## Work required
Pull out every line below that contains the word "cloud".

>>>

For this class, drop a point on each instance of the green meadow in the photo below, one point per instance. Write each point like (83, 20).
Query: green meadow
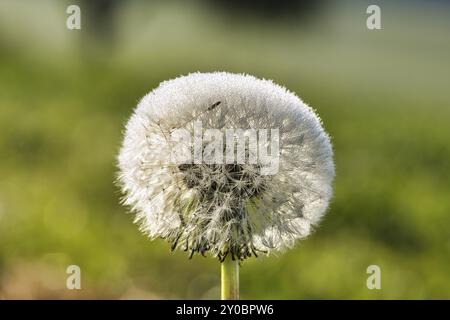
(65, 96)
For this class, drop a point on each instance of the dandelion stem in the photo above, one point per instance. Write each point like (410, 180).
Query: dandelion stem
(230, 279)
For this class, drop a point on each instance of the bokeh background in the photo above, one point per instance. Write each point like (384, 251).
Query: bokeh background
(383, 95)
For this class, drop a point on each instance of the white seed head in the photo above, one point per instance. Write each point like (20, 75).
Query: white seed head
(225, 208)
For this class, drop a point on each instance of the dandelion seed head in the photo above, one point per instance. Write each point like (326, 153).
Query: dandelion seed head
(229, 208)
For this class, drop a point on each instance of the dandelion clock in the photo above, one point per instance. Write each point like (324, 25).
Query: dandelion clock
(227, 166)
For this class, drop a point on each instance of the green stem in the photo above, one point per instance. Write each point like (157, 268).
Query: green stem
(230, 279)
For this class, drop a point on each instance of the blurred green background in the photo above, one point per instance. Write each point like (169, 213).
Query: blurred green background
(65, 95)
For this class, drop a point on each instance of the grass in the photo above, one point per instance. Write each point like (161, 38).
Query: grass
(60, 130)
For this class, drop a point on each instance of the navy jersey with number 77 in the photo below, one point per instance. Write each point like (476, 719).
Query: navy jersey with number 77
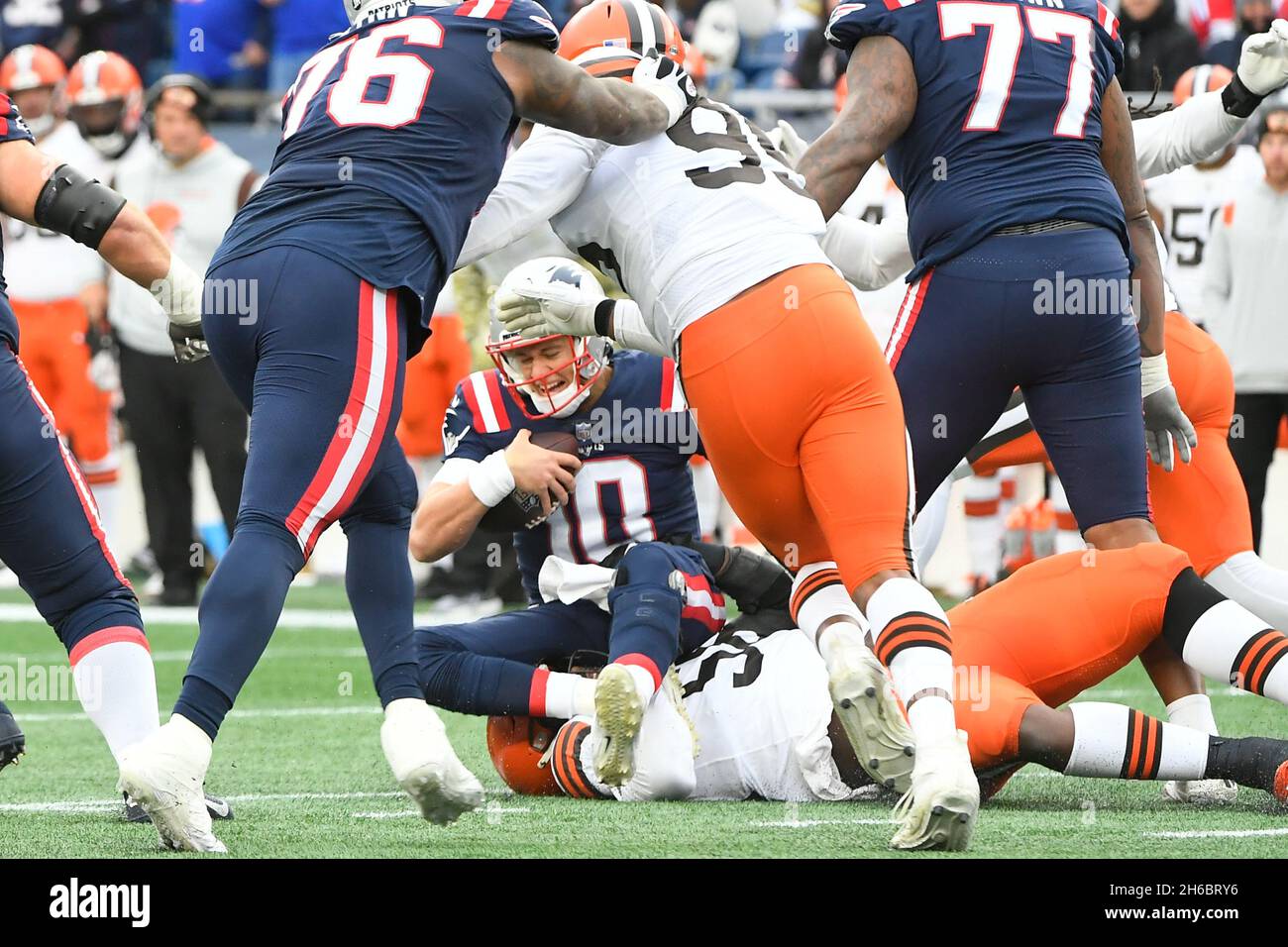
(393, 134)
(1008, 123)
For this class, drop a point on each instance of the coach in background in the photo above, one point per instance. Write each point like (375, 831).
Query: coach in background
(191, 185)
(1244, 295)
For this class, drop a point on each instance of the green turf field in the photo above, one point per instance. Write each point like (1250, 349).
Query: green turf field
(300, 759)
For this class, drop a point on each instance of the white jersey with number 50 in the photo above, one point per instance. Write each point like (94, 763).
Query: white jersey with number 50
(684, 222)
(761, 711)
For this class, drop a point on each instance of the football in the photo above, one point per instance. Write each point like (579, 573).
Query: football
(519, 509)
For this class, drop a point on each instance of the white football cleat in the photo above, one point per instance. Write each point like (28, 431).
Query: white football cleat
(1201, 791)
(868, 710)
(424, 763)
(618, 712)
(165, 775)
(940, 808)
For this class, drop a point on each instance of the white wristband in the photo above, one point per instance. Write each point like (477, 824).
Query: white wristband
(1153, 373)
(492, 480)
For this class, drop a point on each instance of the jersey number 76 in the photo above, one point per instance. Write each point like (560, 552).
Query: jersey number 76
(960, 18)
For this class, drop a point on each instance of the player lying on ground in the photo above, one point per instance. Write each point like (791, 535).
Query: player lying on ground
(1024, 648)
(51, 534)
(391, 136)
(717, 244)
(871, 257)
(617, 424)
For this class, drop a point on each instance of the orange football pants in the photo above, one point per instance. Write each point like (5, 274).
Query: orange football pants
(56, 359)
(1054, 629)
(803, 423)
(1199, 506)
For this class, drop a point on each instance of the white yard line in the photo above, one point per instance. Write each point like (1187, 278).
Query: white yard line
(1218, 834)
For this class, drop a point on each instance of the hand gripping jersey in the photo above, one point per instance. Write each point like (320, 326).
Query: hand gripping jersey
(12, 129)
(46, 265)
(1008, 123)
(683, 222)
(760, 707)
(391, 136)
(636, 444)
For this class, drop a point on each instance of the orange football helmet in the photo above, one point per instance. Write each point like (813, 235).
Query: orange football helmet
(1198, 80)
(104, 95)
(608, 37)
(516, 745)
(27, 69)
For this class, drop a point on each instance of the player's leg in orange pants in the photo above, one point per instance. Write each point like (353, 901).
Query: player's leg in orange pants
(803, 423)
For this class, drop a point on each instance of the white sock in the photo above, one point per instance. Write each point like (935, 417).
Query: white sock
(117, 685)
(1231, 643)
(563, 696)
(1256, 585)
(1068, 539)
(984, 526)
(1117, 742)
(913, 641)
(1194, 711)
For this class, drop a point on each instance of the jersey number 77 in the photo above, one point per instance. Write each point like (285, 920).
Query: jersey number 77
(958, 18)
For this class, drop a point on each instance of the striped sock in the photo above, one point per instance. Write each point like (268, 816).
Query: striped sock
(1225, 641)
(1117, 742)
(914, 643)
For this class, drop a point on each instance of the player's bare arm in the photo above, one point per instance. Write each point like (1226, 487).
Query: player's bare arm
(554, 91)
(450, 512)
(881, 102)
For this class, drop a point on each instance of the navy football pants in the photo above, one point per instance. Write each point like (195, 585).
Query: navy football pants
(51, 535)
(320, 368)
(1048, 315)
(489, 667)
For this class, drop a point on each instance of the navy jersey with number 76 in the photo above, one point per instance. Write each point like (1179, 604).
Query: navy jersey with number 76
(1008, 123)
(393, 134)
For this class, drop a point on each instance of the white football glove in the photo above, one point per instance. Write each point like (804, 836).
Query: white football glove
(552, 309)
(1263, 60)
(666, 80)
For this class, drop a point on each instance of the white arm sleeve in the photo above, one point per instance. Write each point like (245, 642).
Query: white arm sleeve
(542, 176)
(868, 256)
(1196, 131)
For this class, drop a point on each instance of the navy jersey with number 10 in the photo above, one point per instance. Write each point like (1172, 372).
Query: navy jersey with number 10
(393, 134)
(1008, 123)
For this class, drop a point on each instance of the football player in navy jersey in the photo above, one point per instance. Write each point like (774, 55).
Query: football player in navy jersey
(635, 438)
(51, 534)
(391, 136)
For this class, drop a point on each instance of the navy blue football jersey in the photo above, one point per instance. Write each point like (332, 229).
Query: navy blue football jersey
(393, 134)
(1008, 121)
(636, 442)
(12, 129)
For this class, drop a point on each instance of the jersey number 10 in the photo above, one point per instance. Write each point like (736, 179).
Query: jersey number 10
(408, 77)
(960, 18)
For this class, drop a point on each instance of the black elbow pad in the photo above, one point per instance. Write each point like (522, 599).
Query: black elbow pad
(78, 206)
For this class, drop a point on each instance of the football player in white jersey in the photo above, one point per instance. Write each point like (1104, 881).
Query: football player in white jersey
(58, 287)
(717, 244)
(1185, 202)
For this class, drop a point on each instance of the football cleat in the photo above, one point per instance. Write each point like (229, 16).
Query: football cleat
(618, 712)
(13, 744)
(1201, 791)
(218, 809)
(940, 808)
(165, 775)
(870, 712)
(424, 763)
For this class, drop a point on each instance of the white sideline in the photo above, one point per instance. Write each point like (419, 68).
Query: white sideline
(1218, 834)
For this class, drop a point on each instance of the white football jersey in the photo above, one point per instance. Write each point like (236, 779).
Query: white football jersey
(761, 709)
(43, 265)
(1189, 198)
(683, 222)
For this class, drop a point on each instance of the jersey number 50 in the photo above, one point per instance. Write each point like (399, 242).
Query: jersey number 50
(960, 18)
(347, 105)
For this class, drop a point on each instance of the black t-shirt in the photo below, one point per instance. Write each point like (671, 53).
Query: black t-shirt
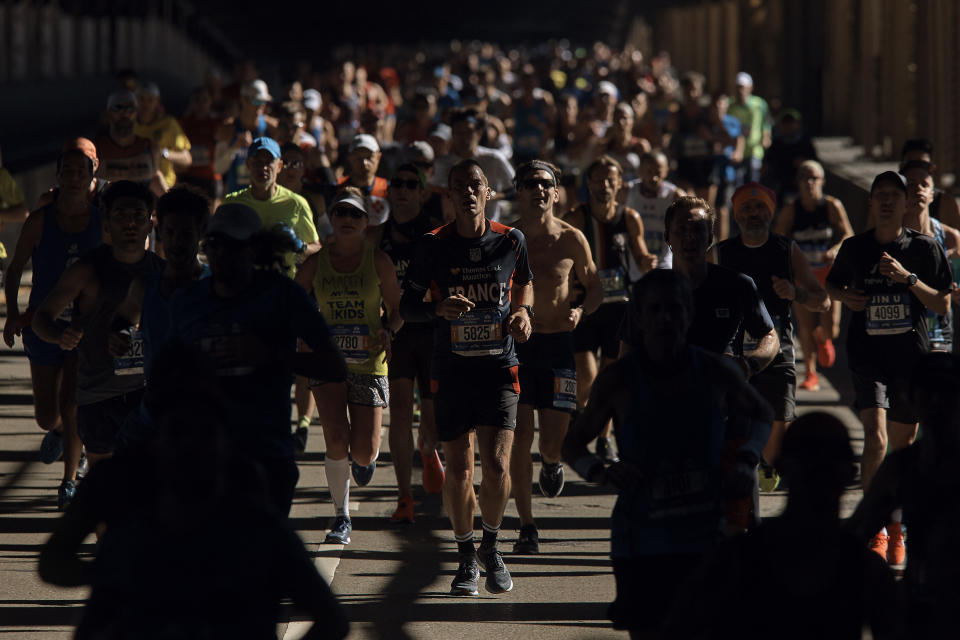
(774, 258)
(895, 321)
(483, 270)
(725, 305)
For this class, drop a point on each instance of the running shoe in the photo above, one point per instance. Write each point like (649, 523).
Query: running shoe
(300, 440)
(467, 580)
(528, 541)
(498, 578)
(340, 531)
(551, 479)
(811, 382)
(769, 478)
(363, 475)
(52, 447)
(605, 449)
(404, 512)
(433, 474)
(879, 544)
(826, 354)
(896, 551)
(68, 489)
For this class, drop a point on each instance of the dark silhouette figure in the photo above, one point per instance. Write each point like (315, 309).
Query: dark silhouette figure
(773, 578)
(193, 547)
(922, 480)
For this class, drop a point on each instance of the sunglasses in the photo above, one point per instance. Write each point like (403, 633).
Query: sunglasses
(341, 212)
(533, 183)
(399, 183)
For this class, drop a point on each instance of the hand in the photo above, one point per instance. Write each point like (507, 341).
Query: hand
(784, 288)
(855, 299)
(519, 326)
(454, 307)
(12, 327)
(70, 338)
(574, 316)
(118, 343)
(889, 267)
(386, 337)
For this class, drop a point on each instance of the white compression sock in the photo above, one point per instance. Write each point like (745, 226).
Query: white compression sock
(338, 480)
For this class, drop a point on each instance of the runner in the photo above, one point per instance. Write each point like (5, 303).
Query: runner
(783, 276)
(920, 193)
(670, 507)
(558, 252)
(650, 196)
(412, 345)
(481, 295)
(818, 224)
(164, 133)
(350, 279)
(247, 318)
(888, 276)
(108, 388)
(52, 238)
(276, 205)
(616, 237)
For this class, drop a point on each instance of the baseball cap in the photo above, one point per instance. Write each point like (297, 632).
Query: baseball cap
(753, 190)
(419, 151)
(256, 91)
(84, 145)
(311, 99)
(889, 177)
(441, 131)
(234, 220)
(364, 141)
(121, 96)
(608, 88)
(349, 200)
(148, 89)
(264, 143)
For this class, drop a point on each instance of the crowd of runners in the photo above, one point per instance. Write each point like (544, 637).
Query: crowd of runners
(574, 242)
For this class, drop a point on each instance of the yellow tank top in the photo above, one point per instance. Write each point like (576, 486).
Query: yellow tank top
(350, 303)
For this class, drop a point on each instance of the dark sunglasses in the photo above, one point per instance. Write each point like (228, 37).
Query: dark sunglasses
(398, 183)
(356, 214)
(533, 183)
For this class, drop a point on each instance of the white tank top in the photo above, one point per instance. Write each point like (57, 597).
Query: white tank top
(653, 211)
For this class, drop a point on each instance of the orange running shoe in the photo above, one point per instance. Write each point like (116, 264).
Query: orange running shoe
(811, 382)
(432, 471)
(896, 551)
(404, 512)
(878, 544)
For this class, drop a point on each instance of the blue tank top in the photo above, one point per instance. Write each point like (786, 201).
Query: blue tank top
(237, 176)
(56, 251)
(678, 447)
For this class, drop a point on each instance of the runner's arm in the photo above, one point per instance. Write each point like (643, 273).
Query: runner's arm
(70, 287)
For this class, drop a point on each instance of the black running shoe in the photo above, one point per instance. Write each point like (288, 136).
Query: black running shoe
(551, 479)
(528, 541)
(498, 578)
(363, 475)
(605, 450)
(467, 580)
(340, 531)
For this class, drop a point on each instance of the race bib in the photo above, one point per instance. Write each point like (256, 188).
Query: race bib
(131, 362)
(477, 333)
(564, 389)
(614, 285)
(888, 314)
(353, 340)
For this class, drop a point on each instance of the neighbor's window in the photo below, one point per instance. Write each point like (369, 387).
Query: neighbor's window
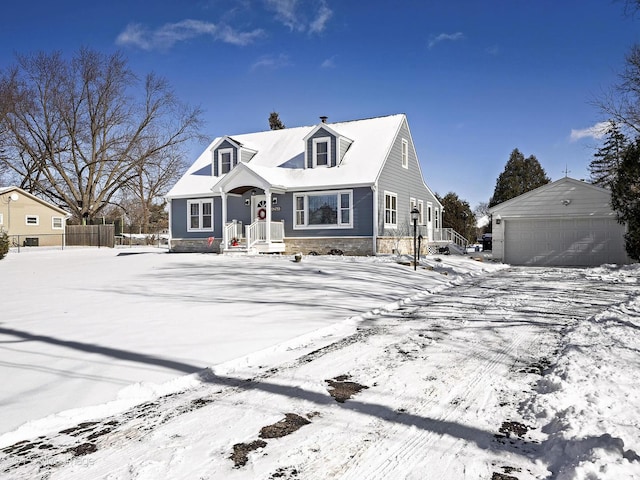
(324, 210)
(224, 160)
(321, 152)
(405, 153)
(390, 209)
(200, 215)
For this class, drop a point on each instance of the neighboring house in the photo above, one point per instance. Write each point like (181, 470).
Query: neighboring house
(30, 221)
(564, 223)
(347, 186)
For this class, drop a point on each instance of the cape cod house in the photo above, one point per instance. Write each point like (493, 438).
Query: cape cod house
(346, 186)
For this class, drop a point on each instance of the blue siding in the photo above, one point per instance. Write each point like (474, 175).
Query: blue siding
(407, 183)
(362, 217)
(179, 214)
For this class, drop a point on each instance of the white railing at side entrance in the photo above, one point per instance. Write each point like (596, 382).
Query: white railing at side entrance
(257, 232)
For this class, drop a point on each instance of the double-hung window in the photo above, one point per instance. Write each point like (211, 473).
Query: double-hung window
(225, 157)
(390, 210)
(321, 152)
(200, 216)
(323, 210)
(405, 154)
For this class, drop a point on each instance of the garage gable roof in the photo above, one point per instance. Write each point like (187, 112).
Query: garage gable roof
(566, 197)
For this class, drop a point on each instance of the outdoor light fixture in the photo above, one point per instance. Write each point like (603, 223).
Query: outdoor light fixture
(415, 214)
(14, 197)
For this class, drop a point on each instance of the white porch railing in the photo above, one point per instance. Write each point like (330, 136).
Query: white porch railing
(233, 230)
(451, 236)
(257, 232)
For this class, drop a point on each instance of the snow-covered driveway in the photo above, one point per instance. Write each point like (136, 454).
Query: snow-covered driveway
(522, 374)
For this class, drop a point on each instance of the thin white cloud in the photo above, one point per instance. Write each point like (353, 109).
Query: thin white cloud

<<<

## Finished task
For this class, drop a point on each instance of the thin white cloud in the photo above, one point per instance. Write each point like (353, 109).
Query: thin white cloud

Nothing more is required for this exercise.